### Given exercise
In the following items, change every "pier" to "dock" and keep everything else as it is. Leave the pictures out of your answer.

### Records provided
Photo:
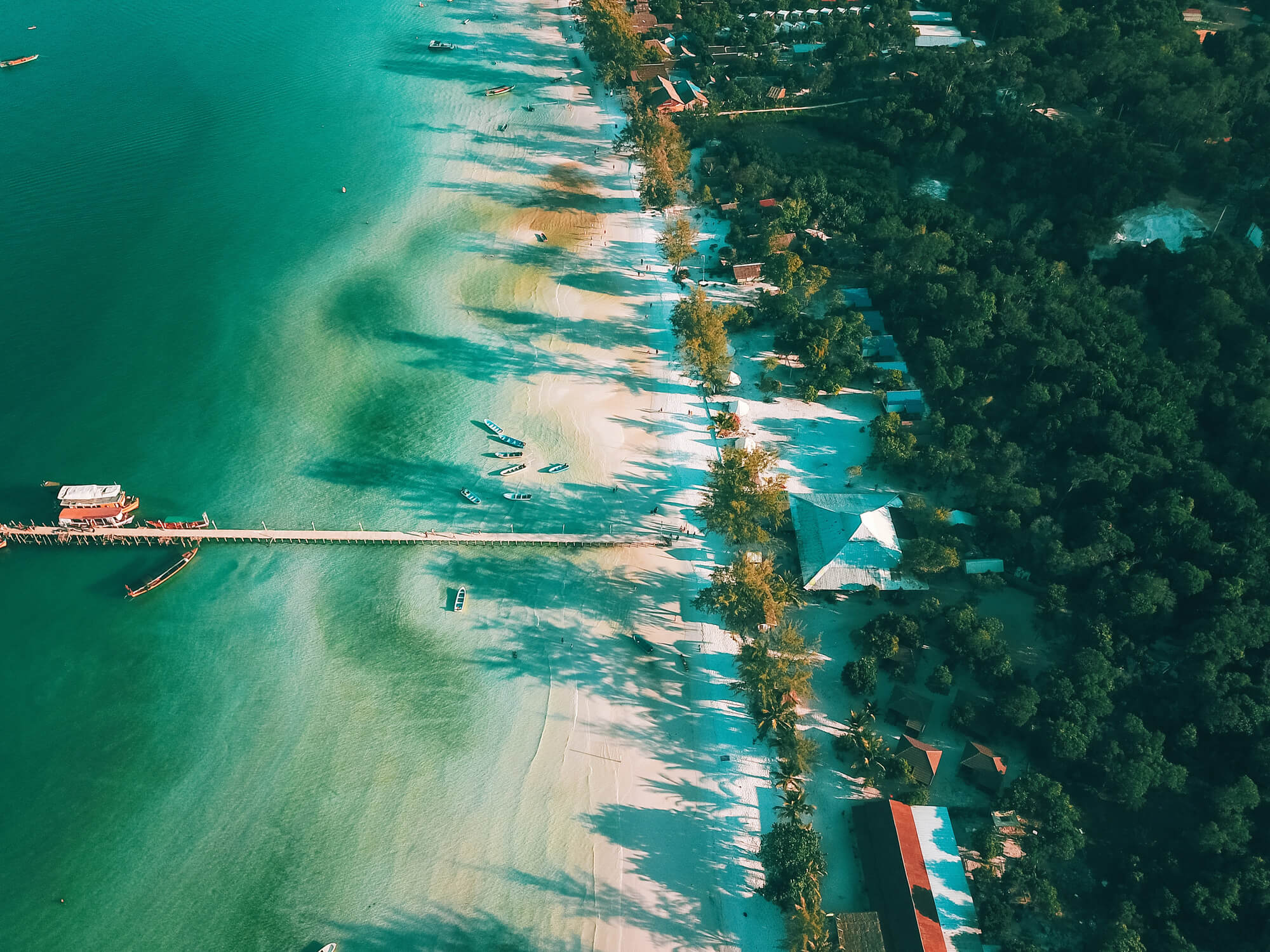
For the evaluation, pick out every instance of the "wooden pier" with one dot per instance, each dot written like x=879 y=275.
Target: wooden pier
x=147 y=536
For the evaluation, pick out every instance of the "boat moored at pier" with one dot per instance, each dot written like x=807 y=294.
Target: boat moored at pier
x=164 y=576
x=98 y=516
x=200 y=525
x=91 y=494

### Solution for this problem
Photo:
For the evaluation, pick out every instance of the "wooden dock" with one dot per instance, each dot written like x=879 y=275.
Target: wooden dock
x=147 y=536
For the evaluation, pick out every instance of the "boat moored at dock" with one dot per instance, each dot written like x=807 y=294.
Target: boat moored at dock
x=164 y=576
x=98 y=516
x=200 y=525
x=91 y=494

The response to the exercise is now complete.